→ Work instructions
Answer these questions from the source excerpt below, one line each:
(a) What type of microphone is the sound assumed to be recorded with?
(b) By which two angles may direction be parameterized?
(c) What is the directional factor q used for?

→ Source excerpt
In the following approach, a further embodiment of the
present invention is described as a list of processing
steps. The list is based on the assumption that sound is
recorded with a B-format microphone, and is then processed
for listening with multi-channel or monophonic loudspeaker
set-ups using DirAC style rendering or rendering supplying
directional parameters, indicating the direction of origin
of portions of the audio channel. The processing is as
follows:
1. Divide microphone signals into frequency bands and
analyze direction and, optionally, diffuseness at
each band depending on frequency. As an example,

direction may be parameterized by an azimuth and an
elevation angle (azi, ele).
2. Specify a function F, which describes the desired
directional pattern. The function may have an
arbitrary shape. It typically depends on direction.
It may, furthermore, also depend on diffuseness, if
diffuseness information is available. The function
can be different for different frequencies and it
may also be altered depending on time. At each
frequency band, derive a directional factor q from
the function F for each time instance, which is used
for subsequent weighting (scaling) of the audio
signal.

→ Entries provided

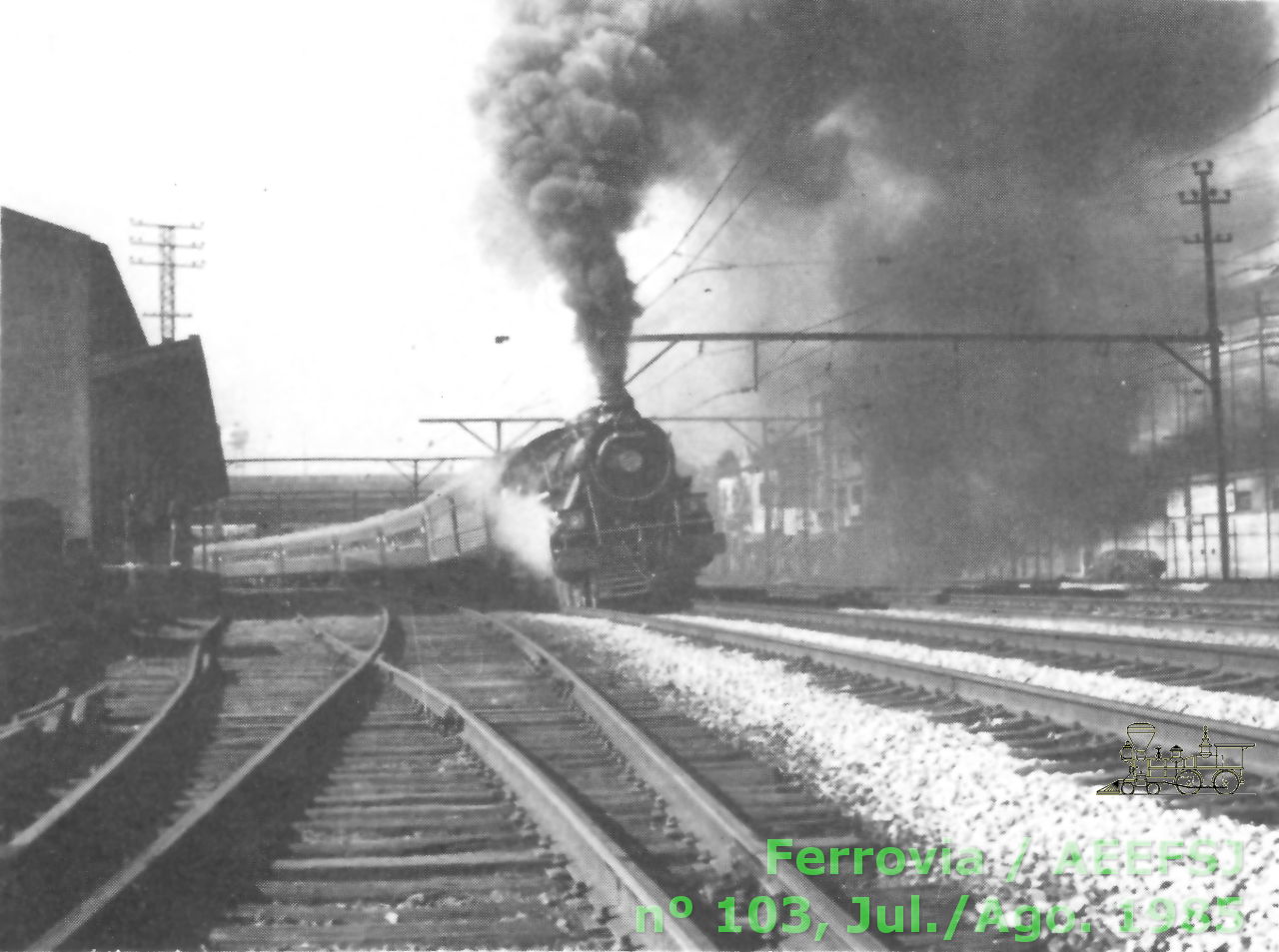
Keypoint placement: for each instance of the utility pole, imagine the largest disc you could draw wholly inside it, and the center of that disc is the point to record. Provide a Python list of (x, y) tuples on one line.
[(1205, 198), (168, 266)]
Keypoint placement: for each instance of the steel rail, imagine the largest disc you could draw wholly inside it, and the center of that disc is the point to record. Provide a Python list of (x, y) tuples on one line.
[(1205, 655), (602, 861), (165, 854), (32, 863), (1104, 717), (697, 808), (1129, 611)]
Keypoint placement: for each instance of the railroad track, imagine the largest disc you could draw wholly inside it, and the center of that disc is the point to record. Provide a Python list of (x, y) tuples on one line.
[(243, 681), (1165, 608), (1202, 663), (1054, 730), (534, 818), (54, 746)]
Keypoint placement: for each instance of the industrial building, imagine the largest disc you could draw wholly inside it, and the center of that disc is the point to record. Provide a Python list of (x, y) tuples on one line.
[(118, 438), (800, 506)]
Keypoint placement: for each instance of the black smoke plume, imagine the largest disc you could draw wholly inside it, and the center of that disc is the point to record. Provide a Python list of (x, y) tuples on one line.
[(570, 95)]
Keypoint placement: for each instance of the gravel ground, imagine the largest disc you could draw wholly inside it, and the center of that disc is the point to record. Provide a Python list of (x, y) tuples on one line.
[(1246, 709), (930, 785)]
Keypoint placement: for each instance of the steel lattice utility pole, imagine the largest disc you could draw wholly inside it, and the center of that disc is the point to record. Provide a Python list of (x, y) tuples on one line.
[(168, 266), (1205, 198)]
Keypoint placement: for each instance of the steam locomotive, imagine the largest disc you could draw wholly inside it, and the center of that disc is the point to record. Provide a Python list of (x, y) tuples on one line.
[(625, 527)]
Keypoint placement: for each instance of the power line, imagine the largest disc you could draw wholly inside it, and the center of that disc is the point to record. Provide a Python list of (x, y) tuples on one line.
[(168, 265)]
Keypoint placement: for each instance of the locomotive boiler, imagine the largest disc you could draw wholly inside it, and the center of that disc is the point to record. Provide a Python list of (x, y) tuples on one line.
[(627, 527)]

==

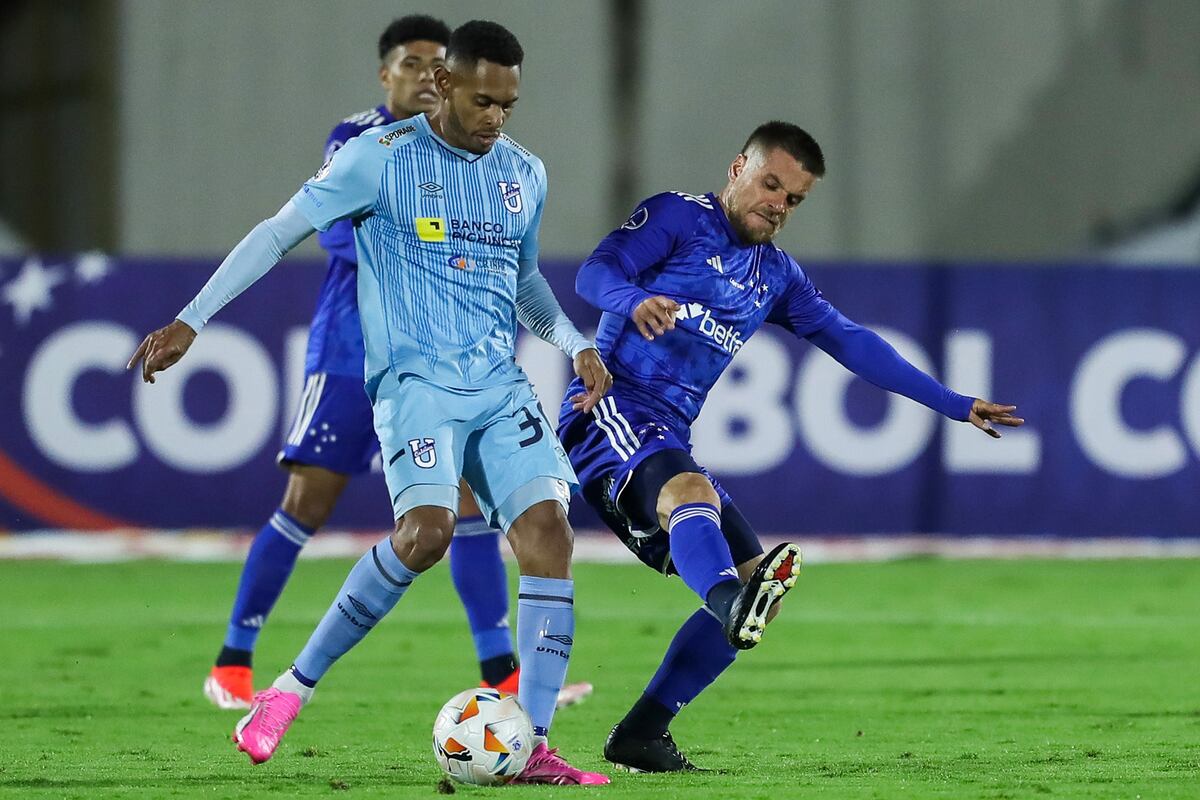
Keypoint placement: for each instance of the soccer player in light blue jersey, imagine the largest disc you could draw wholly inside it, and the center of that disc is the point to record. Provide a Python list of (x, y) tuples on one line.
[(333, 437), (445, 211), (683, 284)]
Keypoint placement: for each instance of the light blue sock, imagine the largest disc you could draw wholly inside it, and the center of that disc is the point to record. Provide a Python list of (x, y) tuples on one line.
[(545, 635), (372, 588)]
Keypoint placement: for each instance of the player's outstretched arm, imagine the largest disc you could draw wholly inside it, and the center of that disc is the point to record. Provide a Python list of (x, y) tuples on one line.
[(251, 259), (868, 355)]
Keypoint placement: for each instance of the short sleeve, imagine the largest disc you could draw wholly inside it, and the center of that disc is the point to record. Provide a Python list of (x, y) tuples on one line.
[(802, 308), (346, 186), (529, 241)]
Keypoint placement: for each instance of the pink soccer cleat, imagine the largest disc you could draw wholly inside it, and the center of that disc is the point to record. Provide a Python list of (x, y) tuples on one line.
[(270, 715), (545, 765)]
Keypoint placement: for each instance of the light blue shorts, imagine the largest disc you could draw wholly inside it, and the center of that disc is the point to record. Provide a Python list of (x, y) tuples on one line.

→ Completed exercise
(a) A B-format microphone.
(b) An azimuth angle and an elevation angle.
(c) The subsequent weighting (scaling) of the audio signal.